GOAL: Filter the records below, keeping each line that contains the string "house".
BEGIN SUPPLIED RECORDS
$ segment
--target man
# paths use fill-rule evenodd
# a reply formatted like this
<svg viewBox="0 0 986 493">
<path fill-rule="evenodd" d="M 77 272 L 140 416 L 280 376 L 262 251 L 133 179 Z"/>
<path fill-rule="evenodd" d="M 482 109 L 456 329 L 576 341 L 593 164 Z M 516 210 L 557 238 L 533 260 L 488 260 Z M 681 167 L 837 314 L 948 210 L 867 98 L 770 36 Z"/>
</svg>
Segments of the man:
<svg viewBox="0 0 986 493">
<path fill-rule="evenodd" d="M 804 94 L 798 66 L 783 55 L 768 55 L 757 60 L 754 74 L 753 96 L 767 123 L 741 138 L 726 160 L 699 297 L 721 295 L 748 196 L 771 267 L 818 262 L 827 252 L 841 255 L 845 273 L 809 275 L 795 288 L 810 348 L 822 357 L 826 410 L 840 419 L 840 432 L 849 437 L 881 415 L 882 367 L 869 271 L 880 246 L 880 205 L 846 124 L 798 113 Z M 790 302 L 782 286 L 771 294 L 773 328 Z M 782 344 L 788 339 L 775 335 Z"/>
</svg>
END SUPPLIED RECORDS
BEGIN SUPPLIED RECORDS
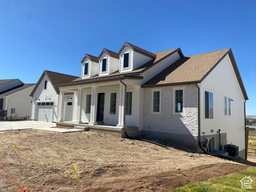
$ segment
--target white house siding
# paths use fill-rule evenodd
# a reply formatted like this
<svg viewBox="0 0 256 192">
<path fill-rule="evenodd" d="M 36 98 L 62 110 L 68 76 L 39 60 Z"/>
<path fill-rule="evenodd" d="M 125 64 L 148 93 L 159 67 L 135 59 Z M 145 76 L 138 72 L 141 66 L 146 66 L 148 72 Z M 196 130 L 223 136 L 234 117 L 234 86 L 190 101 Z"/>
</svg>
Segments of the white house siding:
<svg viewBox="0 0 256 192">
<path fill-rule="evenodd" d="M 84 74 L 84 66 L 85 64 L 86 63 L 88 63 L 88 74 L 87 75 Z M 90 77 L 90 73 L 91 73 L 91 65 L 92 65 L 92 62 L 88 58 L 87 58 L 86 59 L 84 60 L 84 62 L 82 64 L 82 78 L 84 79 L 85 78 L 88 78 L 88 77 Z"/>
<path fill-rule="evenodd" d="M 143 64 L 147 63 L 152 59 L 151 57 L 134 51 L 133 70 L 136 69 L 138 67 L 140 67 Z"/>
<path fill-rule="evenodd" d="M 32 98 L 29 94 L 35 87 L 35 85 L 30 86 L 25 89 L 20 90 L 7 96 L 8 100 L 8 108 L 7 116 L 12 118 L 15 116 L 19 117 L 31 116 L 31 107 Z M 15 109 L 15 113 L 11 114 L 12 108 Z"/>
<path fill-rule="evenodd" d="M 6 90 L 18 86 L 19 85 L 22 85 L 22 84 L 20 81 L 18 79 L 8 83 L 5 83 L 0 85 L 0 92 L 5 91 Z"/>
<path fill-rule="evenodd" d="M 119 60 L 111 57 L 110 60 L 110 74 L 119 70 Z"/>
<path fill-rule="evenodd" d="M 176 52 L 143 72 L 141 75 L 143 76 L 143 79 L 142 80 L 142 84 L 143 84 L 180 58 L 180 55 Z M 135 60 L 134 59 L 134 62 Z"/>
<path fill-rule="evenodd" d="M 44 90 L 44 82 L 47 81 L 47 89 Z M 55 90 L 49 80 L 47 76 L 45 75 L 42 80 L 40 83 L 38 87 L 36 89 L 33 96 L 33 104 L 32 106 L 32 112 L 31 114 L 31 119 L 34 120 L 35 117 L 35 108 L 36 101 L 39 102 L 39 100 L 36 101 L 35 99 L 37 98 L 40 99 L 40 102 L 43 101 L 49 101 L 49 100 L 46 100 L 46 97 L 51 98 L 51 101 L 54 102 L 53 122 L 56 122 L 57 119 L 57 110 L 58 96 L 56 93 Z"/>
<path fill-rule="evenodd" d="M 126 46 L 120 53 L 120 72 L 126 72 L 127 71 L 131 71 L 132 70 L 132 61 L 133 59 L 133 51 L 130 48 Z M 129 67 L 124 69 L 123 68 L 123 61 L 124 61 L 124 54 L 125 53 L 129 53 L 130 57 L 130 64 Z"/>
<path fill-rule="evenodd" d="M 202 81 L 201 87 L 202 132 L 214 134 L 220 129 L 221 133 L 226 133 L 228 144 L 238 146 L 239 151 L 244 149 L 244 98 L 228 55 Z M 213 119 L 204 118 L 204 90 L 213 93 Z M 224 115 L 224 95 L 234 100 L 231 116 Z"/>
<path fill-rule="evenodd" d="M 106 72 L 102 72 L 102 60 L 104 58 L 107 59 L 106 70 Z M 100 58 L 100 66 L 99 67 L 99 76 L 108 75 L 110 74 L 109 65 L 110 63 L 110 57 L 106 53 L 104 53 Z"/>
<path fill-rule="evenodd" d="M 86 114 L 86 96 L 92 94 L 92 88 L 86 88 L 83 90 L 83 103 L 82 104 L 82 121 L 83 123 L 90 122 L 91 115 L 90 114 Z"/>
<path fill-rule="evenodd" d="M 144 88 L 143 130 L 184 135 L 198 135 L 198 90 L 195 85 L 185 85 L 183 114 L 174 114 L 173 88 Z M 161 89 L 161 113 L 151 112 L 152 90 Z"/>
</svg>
END SUPPLIED RECORDS
BEGIN SUPPLIED RECORDS
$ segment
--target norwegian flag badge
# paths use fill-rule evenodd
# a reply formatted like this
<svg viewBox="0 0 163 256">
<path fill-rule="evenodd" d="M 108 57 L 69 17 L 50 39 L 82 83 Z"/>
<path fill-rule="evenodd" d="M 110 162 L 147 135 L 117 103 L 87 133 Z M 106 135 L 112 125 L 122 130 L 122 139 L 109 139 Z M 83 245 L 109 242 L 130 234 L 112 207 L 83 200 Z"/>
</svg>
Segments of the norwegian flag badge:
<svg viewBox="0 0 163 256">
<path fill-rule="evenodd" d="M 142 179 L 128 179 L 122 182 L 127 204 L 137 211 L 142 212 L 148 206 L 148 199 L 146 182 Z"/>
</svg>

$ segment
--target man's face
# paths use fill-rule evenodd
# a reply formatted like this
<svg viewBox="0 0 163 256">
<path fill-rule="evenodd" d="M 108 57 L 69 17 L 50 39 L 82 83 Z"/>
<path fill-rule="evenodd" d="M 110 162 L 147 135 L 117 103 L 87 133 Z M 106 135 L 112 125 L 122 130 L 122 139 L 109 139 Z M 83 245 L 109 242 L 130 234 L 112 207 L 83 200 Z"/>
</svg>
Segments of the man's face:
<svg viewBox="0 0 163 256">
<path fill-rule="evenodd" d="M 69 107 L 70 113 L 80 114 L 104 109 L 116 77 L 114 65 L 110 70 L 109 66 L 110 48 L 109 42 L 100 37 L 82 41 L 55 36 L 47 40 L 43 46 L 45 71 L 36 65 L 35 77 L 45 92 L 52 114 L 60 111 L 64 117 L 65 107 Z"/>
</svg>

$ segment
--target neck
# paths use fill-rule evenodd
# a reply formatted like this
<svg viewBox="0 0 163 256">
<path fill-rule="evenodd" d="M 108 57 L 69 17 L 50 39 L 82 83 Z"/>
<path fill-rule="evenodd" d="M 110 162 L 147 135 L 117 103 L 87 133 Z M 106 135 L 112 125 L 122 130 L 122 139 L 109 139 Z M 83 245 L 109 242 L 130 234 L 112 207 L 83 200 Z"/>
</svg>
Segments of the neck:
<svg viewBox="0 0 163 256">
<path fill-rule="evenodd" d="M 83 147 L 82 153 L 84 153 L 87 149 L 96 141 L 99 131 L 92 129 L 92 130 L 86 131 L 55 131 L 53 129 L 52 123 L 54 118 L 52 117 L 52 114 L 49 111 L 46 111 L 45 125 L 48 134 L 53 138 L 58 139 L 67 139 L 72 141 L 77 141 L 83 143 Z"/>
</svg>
END SUPPLIED RECORDS
ANSWER TO THE EXERCISE:
--target white house siding
Segments of the white house siding:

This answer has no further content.